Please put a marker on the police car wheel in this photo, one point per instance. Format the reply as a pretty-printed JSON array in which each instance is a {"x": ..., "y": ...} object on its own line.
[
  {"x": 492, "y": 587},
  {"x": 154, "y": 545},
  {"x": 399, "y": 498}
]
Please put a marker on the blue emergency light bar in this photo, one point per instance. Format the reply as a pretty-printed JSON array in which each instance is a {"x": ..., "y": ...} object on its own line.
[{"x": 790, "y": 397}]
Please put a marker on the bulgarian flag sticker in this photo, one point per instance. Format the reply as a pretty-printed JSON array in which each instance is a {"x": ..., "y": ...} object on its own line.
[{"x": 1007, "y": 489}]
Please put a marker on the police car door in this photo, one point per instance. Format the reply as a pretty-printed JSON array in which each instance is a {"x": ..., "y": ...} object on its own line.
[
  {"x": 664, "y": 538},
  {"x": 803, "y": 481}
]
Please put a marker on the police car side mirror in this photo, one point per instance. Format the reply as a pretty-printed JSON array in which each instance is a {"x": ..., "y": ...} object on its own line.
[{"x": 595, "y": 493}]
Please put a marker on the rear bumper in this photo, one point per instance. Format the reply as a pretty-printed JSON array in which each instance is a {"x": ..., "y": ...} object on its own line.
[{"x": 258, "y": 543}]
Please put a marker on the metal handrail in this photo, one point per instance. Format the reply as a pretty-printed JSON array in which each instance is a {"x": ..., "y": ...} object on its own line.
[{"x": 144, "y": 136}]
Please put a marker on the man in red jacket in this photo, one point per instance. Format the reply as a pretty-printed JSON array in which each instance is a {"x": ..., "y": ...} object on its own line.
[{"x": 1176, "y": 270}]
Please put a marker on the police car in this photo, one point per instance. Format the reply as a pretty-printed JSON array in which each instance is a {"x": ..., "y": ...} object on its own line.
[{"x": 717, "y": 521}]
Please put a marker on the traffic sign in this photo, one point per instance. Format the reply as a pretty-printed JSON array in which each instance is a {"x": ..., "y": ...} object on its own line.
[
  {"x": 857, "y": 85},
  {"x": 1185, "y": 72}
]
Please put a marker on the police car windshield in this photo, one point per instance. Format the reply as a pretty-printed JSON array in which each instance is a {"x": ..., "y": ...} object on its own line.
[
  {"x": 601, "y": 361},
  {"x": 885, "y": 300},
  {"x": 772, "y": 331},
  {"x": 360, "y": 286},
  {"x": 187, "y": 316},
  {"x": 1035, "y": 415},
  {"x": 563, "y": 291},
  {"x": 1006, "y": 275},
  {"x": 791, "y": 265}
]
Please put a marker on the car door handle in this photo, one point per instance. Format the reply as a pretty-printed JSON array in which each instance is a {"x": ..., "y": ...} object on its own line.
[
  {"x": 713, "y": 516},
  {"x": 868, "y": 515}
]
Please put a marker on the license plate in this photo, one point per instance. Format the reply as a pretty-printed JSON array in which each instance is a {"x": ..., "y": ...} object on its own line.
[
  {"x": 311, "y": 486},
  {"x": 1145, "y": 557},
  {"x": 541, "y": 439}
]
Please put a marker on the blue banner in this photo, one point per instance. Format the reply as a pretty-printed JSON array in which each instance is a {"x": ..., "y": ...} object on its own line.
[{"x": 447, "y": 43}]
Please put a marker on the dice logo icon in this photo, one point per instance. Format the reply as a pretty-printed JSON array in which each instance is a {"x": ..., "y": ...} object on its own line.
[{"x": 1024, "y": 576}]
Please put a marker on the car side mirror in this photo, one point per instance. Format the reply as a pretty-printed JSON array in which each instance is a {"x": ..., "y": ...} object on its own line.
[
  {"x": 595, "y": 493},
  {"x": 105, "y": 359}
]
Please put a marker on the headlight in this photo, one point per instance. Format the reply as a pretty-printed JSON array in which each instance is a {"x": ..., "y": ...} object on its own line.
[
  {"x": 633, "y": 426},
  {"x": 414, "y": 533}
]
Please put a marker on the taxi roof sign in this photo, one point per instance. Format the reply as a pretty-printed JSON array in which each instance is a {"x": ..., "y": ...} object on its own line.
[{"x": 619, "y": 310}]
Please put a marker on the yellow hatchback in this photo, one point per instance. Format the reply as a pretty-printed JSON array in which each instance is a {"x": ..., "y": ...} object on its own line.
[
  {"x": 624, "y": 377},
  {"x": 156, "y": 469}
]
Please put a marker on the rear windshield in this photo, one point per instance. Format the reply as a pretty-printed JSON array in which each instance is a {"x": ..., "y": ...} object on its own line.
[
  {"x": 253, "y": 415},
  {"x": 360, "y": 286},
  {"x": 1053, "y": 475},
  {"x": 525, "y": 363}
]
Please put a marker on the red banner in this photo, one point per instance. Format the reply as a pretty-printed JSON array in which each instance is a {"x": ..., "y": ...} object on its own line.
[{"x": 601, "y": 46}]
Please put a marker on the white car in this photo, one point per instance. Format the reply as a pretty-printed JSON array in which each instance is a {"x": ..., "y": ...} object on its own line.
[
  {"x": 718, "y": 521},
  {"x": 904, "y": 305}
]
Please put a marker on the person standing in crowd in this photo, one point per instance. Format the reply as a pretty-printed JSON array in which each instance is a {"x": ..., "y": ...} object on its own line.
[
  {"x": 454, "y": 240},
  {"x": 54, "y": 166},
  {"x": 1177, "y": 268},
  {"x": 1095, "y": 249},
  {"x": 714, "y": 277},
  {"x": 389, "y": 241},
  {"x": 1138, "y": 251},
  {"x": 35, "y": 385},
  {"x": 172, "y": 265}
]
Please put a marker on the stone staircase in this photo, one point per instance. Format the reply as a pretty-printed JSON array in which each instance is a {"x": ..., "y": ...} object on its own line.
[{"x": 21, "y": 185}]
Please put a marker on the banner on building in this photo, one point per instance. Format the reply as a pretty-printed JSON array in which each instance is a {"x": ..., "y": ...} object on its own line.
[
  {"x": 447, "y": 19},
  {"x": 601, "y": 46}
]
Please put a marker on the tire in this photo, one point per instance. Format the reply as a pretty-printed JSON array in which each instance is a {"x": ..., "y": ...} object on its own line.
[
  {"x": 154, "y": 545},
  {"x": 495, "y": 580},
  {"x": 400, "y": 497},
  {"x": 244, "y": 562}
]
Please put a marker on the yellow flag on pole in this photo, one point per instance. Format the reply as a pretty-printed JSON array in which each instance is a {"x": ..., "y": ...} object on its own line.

WHAT THIS TASK INVOLVES
Reproduce verbatim the stretch of the records from the line containing "Please put a marker on the white" through the end of the records.

EXERCISE RESULT
Please put a marker on the white car in this photo, one point per instance. Format the reply as a pretty-printed JSON array in which each instance is a {"x": ..., "y": ...} object on its own line.
[
  {"x": 718, "y": 521},
  {"x": 904, "y": 305}
]
Please put a marker on the person standing in crowd in this photo, one point per instance. Format the reply as a pretty-printed JSON array in which each instance is a {"x": ..., "y": ...} object on its own line.
[
  {"x": 454, "y": 240},
  {"x": 54, "y": 166},
  {"x": 1177, "y": 268},
  {"x": 1095, "y": 249},
  {"x": 714, "y": 277},
  {"x": 389, "y": 241},
  {"x": 1138, "y": 251},
  {"x": 35, "y": 385},
  {"x": 172, "y": 265}
]
Please put a marker on the stone staircase in this photo, one point per instance. Format the reply as a pretty-printed JSON array in which each instance is a {"x": ..., "y": ...} object on its own line.
[{"x": 21, "y": 185}]
Please put a marker on the banner on building in this photo, one point per instance. Format the reply as a pretty-printed JSON array in which each instance is a {"x": ..., "y": ...} object on its own line.
[
  {"x": 447, "y": 19},
  {"x": 601, "y": 46}
]
Please put a marker on the tire in this photo, one point per instance. Format the reply as a pretty-printed JSON array in which each instance is a {"x": ..., "y": ...} object on its own line.
[
  {"x": 154, "y": 545},
  {"x": 495, "y": 580},
  {"x": 400, "y": 497},
  {"x": 244, "y": 562}
]
Please put a marker on the yellow flag on pole in this photo, one point per instance. Format the reply as a pretty-printed JSON array in which each instance is a {"x": ..., "y": ...} object on its own line.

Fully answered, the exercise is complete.